▶ **Passage shown**:

::::::::

If the last five years have taught businesses with complex supply chains anything, it is that resilience is crucial. In the first three months of the covid-19 pandemic, for example, supply-chain leader Amazon grew its business 44%. Its investments in supply chain resilience allowed it to deliver when its competitors could not, says Sanjeev Maddila, worldwide head of supply chain solutions at Amazon Web Services (AWS), increasing its market share and driving profits up 220%. A resilient supply chain ensures that a company can meet its customers’ needs despite inevitable disruption.
Today, businesses of all sizes must deliver to their customers against a backdrop of supply chain disruptions, with technological changes, shifting labor pools, geopolitics, and climate change adding new complexity and risk at a global scale. To succeed, they need to build resilient supply chains: fully digital operations that prioritize customers and their needs while establishing a fast, reliable, and sustainable delivery network.
The Canadian fertilizer company Nutrien, for example, operates two dozen manufacturing and processing facilities spread across the globe and nearly 2,000 retail stores in the Americas and Australia. To collect underutilized data from its industrial operations, and gain greater visibility into its supply chain, the company relies on a combination of cloud technology and artificial intelligence/machine learning (AI/ML) capabilities.
“A digital supply chain connects us from grower to manufacturer, providing visibility throughout the value chain,” says Adam Lorenz, senior director for strategic fleet and indirect procurement at Nutrien. This visibility is critical when it comes to navigating the company’s supply chain challenges, which include seasonal demands, weather dependencies, manufacturing capabilities, and product availability. The company requires real-time visibility into its fleets, for example, to identify the location of assets, see where products are moving, and determine inventory requirements.
Currently, Nutrien can locate a fertilizer or nutrient tank in a grower’s field and determine what Nutrien products are in it. By achieving that “real-time visibility” into a tank’s location and a customer’s immediate needs, Lorenz says the company “can forecast where assets are from a fill-level perspective and plan accordingly.” In turn, Nutrien can respond immediately to emerging customer needs, increasing company revenue while enhancing customer satisfaction, improving inventory management, and optimizing supply chain operations.

::::::::

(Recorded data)
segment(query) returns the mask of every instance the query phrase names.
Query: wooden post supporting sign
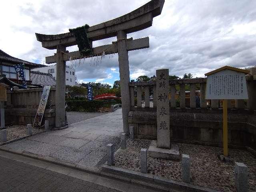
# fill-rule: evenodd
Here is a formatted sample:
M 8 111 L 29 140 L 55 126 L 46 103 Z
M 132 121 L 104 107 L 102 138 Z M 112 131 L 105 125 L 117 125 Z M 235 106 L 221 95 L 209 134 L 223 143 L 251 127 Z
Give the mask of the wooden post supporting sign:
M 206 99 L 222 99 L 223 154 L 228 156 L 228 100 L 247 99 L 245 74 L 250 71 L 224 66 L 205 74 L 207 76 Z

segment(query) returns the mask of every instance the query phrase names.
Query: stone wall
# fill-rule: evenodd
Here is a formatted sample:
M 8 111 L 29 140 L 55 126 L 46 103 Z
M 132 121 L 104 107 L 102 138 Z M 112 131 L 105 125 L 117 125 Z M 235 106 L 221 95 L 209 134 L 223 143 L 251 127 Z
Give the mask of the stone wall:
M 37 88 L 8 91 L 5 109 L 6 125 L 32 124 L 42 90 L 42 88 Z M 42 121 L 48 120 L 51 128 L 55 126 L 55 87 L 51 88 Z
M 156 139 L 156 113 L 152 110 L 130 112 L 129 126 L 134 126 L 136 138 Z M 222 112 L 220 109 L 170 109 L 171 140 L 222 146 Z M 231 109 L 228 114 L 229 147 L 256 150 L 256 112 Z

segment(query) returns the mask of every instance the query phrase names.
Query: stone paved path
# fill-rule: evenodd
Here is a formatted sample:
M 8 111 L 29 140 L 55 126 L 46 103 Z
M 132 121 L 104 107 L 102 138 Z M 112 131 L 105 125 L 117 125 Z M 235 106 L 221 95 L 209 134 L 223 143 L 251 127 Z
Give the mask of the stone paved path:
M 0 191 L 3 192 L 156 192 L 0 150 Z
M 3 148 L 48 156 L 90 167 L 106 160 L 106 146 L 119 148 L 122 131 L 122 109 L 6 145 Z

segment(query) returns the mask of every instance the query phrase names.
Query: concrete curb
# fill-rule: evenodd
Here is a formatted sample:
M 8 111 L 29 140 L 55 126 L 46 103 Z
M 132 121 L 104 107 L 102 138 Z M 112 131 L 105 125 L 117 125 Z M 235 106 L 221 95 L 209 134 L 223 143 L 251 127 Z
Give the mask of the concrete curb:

::::::::

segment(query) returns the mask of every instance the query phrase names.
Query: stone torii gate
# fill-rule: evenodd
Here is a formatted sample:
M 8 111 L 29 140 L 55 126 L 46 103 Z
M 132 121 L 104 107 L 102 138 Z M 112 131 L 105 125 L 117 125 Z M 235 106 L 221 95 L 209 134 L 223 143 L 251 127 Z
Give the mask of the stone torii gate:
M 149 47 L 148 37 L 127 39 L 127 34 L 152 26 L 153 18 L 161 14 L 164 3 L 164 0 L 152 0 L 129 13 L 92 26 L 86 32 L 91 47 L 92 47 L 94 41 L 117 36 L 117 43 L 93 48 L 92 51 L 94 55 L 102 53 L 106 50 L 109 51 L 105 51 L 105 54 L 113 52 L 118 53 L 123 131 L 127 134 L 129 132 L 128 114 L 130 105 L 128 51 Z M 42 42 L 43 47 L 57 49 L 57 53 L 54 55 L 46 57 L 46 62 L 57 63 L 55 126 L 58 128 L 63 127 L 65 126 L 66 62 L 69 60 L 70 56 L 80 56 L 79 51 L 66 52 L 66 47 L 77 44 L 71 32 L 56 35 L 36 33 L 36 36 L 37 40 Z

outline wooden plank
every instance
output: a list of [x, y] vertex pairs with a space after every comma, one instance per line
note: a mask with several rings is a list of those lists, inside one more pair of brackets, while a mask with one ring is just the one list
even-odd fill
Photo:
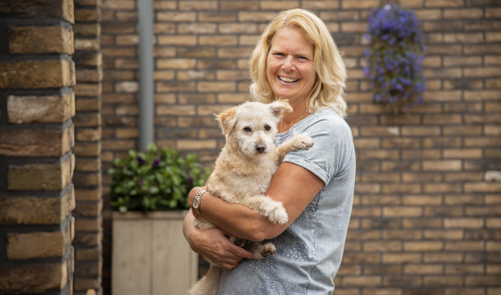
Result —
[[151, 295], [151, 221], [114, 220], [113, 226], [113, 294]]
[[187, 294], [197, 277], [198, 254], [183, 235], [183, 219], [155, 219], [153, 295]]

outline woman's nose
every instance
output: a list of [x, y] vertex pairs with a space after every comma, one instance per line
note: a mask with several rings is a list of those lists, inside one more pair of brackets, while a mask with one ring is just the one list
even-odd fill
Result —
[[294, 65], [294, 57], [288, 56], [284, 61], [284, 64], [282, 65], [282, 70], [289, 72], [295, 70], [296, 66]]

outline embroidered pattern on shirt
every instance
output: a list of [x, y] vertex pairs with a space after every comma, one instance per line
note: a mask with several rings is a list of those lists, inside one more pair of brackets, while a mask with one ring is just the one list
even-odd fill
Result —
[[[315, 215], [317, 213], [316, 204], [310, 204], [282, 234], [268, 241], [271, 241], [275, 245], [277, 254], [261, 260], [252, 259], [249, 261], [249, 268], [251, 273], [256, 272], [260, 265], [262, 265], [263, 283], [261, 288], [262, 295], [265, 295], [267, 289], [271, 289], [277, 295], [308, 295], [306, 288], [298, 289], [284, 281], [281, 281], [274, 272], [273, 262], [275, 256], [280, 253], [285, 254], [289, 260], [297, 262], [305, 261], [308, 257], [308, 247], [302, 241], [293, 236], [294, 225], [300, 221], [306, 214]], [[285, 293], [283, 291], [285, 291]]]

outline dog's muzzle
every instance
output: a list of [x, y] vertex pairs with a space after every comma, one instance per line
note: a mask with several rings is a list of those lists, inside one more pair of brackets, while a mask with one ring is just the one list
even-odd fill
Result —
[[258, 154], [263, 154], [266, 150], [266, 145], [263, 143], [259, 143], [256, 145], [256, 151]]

::::::::

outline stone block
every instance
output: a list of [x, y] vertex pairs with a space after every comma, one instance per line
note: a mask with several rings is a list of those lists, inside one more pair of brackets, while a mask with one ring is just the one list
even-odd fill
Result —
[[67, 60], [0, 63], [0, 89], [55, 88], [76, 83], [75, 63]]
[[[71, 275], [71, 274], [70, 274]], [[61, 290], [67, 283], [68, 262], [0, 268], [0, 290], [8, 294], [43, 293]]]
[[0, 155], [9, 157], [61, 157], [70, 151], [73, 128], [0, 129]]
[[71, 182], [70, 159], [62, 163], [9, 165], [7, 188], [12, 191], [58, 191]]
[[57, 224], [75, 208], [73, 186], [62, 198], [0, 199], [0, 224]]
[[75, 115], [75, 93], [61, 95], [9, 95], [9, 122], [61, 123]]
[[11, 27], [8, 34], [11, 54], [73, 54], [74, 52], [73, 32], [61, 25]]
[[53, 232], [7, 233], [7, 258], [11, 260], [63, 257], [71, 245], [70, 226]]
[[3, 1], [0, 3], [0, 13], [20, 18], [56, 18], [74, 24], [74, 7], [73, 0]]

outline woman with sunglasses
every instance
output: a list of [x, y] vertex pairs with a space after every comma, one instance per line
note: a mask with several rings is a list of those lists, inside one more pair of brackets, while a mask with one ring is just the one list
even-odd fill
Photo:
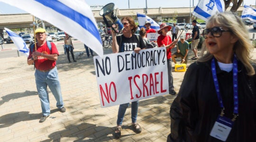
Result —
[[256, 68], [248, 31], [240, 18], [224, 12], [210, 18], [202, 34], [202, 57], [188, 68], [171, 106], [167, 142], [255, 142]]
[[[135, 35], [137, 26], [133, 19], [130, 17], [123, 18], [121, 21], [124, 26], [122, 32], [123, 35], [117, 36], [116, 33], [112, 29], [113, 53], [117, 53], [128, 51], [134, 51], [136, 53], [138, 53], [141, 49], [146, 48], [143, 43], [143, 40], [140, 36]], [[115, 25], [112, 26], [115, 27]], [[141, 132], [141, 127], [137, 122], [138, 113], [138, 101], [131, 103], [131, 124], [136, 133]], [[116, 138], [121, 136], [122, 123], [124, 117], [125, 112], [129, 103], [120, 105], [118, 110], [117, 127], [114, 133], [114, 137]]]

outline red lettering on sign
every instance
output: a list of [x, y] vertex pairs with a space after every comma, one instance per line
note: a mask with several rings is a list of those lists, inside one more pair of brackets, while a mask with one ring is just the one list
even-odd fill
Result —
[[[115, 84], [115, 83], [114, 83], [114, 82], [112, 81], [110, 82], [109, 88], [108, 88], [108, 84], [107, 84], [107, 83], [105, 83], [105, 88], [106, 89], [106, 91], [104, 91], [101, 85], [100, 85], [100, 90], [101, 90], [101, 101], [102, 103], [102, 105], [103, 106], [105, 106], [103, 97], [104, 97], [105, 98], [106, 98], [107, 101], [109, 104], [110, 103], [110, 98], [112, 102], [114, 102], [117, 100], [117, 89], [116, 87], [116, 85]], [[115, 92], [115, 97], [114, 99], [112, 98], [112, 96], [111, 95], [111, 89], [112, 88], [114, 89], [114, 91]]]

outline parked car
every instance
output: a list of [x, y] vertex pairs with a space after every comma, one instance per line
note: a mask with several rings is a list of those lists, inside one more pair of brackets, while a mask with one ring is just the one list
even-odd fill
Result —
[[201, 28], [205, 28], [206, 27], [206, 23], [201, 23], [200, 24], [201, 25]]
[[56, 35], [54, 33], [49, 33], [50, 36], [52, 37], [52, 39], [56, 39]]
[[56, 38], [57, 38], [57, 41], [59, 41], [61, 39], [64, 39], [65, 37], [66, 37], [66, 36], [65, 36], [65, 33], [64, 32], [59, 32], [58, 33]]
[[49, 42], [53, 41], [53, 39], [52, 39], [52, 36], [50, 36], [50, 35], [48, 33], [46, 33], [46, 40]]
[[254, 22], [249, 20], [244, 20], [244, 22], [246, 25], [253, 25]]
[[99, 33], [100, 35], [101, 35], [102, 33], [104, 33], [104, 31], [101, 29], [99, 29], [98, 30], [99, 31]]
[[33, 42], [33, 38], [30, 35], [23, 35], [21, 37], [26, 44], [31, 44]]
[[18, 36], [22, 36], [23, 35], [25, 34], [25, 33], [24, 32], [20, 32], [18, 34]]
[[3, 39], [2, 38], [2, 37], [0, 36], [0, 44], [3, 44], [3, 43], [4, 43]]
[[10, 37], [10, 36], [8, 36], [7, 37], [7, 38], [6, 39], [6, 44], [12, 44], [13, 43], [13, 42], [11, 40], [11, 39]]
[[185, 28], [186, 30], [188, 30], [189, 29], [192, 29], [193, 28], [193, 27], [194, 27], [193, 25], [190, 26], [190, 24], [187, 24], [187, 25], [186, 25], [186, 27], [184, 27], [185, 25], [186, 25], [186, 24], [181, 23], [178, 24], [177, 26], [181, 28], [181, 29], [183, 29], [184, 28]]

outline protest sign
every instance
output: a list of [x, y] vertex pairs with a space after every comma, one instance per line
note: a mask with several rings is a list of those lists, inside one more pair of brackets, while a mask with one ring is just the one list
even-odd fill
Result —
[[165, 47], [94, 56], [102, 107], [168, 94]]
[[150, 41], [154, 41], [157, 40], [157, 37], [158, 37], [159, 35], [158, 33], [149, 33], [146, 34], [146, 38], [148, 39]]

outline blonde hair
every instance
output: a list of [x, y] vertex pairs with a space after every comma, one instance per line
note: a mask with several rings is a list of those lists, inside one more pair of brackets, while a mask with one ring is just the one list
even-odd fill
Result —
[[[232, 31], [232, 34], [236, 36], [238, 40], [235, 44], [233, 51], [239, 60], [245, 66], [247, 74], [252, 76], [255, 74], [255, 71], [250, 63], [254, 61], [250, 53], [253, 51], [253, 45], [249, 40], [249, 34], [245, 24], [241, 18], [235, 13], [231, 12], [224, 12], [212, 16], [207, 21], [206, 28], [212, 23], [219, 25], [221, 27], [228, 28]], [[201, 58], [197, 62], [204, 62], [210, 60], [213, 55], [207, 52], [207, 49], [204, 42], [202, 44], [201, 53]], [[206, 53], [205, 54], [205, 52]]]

::::::::

▶ **Instructions for the task**: Could you go on with the passage on supply chain resilience from its last sentence? The recorded data is material apart from the passage on supply chain resilience.

▶ **Written response**:
“For us, it’s about starting with data creation and then adding a layer of AI on top to really drive recommendations,” says Lorenz. In addition to improving product visibility and asset utilization, Lorenz says that Nutrien plans to add AI capabilities to its collaboration platforms that will make it easier for less-tech-savvy customers to take advantage of self-service capabilities and automation that accelerates processes and improves compliance with complex policies.
To meet and exceed customer expectations with differentiated service, speed, and reliability, all companies need to similarly modernize their supply chain operations. The key to doing so—and to increasing organizational resilience and sustainability—will be applying AI/ML to their extensive operational data in the cloud.
Like Nutrien, a wide variety of organizations from across industries are discovering the competitive advantages of modernizing their supply chains. A pharmaceutical company that aggregates its supply chain data for greater end-to-end visibility, for example, can provide better product tracking for critically ill customers. A retail startup undergoing meteoric growth can host its workloads in the cloud to support sudden upticks in demand while minimizing operating costs. And a transportation company can achieve inbound supply chain savings by evaluating the total distance its fleet travels to reduce mileage costs and CO2 emissions.